→ REQUIREMENT A:
Answer these from the text about Alf Rattigan:
(i) In what year did he join the Royal Australian Navy?
(ii) What body did he first chair when it replaced the Tariff Board in 1974?
(iii) In what year was his book Industry Assistance: The Inside Story published?
→ REQUIREMENT B:
Copy the part of the text about Alf Rattigan word for word, from "Godfrey Alfred Rattigan (16" up to and including "at Jervis Bay.".

→ TEXT BLOCK:
↓

Secretary of the Department of Customs and Excise
- In office 25 July 1960 – 15 May 1963

Personal details
- Born: Godfrey Alfred Rattigan 16 November 1911 Kalgoorlie, Western Australia
- Died: 29 February 2000 (aged 88) Canberra, Australian Capital Territory
- Spouse(s): Winifred (née Odgers) (m. 1940–2000; his death)
- Occupation: Public servant

= Alf Rattigan =

Australian public servant (1911–2000)

Godfrey Alfred Rattigan (16 November 1911 – 29 February 2000) was a senior Australian Public Service official and policymaker.

==Life and career==
Alf Rattigan was born in Kalgoorlie, Western Australia on 16 November 1911. In 1925 he joined the Royal Australian Navy as a 13-year-old cadet Midshipman at Jervis Bay.

Between July 1960 and May 1963, he was Comptroller General of Customs and Permanent Head of the Department of Customs and Excise.

Alf Rattigan was appointed to chair the Tariff Board in 1963 and was subsequently the first chairman of the Industries Assistance Commission when it replaced the Tariff Board in 1974.

His book Industry Assistance:The Inside Story, published in 1986, provided an account of the struggle against protectionism in Australia during the 1960s and early 1970s. It described the extent of entrenched opposition, by private interest groups and within government and bureaucracy, to policy transparency and to economic reform.

↑

→ RECORD SET:
↓

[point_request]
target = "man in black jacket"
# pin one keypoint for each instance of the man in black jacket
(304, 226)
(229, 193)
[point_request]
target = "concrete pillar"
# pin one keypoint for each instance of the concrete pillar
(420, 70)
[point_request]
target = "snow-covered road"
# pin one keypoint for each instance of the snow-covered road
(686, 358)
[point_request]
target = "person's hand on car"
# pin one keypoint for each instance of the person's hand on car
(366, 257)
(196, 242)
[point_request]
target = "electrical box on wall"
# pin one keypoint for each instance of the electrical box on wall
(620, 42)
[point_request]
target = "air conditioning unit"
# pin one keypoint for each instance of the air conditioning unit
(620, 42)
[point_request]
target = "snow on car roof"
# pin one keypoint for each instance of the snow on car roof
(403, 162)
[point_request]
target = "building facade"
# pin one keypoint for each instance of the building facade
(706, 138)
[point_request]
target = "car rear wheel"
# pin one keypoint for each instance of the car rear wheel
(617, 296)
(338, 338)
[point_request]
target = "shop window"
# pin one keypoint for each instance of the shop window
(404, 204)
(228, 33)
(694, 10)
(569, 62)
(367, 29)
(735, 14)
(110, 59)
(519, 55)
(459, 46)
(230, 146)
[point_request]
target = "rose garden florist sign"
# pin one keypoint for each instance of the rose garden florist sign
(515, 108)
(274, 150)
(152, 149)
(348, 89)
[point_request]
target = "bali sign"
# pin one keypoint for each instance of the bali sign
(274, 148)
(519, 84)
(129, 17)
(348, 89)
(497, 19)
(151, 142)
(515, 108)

↑

→ EXERCISE RESPONSE A:
(i) 1925
(ii) The Industries Assistance Commission
(iii) 1986

→ EXERCISE RESPONSE B:
Godfrey Alfred Rattigan (16 November 1911 – 29 February 2000) was a senior Australian Public Service official and policymaker.

==Life and career==
Alf Rattigan was born in Kalgoorlie, Western Australia on 16 November 1911. In 1925 he joined the Royal Australian Navy as a 13-year-old cadet Midshipman at Jervis Bay.